Write out the lines below as a numbered list, skipping any blank lines and omitting the pictures.

______________________________

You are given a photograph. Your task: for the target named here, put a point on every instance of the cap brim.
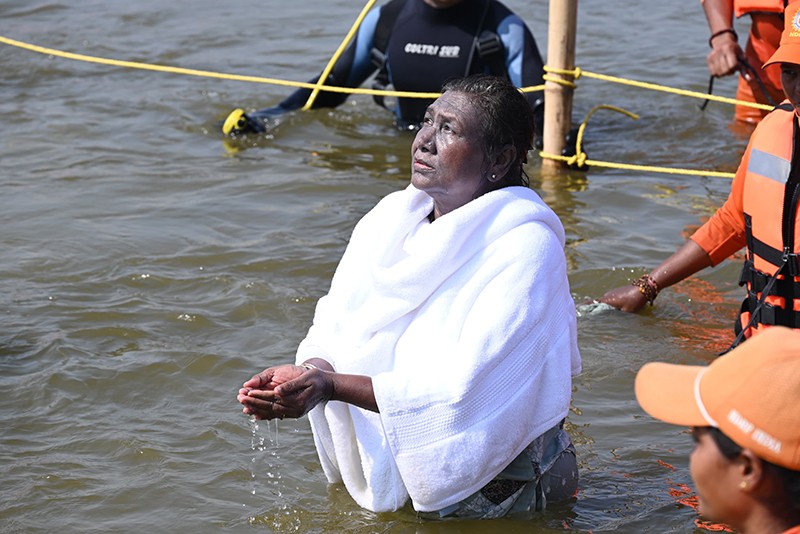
(666, 391)
(786, 53)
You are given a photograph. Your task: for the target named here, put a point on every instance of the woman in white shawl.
(438, 368)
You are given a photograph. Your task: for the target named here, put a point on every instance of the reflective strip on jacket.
(743, 7)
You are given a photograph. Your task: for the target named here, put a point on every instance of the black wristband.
(723, 32)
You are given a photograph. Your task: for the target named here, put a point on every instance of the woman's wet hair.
(506, 117)
(730, 450)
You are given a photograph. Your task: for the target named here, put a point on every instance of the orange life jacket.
(743, 7)
(770, 198)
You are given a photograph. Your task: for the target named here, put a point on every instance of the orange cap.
(789, 49)
(752, 394)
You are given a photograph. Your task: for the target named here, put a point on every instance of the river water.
(148, 268)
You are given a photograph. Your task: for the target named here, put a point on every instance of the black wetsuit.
(428, 46)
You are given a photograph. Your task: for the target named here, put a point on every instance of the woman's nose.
(424, 140)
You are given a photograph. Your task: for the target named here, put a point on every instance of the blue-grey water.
(148, 268)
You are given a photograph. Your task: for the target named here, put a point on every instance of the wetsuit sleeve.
(523, 62)
(724, 233)
(351, 70)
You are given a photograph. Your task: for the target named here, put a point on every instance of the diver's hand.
(284, 391)
(723, 60)
(571, 148)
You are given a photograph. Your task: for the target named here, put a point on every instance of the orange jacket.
(753, 216)
(743, 7)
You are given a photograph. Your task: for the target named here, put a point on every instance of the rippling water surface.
(148, 267)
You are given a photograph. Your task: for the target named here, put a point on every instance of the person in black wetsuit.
(417, 45)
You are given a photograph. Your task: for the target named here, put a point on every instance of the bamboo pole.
(562, 23)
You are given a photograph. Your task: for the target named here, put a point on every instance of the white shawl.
(466, 326)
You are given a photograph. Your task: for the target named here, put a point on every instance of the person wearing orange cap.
(727, 56)
(743, 412)
(761, 214)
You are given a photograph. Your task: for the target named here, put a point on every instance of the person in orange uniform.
(724, 58)
(746, 426)
(761, 214)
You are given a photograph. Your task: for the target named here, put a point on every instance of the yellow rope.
(580, 159)
(577, 73)
(329, 67)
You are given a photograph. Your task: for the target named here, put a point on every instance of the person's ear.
(502, 161)
(751, 471)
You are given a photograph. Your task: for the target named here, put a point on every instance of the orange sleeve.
(724, 233)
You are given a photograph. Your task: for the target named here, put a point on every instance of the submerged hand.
(724, 57)
(625, 298)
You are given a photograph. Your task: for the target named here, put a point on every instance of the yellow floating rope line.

______________________________

* Response to the task:
1. You are given a photograph. Your task: for the target named here, put a point on every instance of the cap brim.
2. (666, 391)
3. (786, 53)
4. You are given a photograph. Your task: for the target named here, put a point on every instance of the woman in white shawl.
5. (438, 368)
6. You are given a photograph. Your task: for the target named here, put a point on every instance of the reflective strip on jacket.
7. (743, 7)
8. You are given a photograph. Your task: for the target named here, put a point on every instance of the black wristband.
9. (723, 32)
10. You are given a photograph. Your task: for the target named here, put a point on every instance of the woman's wet hair.
11. (506, 117)
12. (730, 450)
13. You are given a photograph. Your task: for the target named here, put a point on every instance of the orange life jacket.
14. (743, 7)
15. (770, 198)
16. You are given a photograph. Your task: for the target named here, put a point on every instance of the orange cap.
17. (789, 49)
18. (752, 394)
19. You are given a photograph. Your task: for the target named here, put a point on every instance of the river water.
20. (148, 268)
21. You are given a photograph. Your task: for the target named here, put a point on every instance of the black wetsuit.
22. (428, 46)
23. You are given a photograph. Your task: for the target named here, put a point on every instance of the woman's nose.
24. (424, 140)
25. You are given a photograph. Your task: for the target named here, put a point on every instance of the blue-grey water.
26. (148, 268)
27. You are given a photograph. Your task: for the target named here, put a point on every instance of the wetsuit sleeve.
28. (523, 62)
29. (724, 233)
30. (351, 70)
31. You are given a photograph. Your task: for the target named here, put a point on every instance of the diver's hand.
32. (284, 391)
33. (723, 60)
34. (571, 148)
35. You are given a photograph. Your task: for the target named here, put a point on every instance of the orange jacket.
36. (753, 216)
37. (743, 7)
38. You are given a photograph. Your task: for the target named here, put a point on every instance of the rippling water surface.
39. (148, 267)
40. You are given a photograph. Your task: for the target named here, put a point on every instance of the person in black wetsuit.
41. (417, 45)
42. You are given a photograph. Your task: for the target named here, put a point on every instance of the bamboo pole.
43. (562, 23)
44. You are given a photograph. Your task: for the target named here, put a point on every instance of the white shawl.
45. (466, 326)
46. You are given a photograph. Your task: for the target named here, put a point on every instance of the person wearing orange cap.
47. (727, 56)
48. (743, 412)
49. (761, 214)
50. You are given a photograph. Your task: for the target named here, put a point on every instance of the person in orange uniform.
51. (724, 58)
52. (746, 426)
53. (761, 214)
54. You are given a photograph. Your task: for the target named here, put a point on every instance of the yellow rope.
55. (580, 159)
56. (577, 73)
57. (329, 67)
58. You are given a photograph. Your task: for the target named here, put a point on every instance of the person's ear.
59. (502, 161)
60. (751, 471)
61. You are given a photograph. Your task: for the target named here, put a point on every instance of the orange sleeve.
62. (724, 233)
63. You are given a photograph. Your task: for the target named here, put a point on every instance of the submerged hand.
64. (724, 57)
65. (625, 298)
66. You are given a photograph. Your task: for the target named here, put a point on every instance of the yellow floating rope line.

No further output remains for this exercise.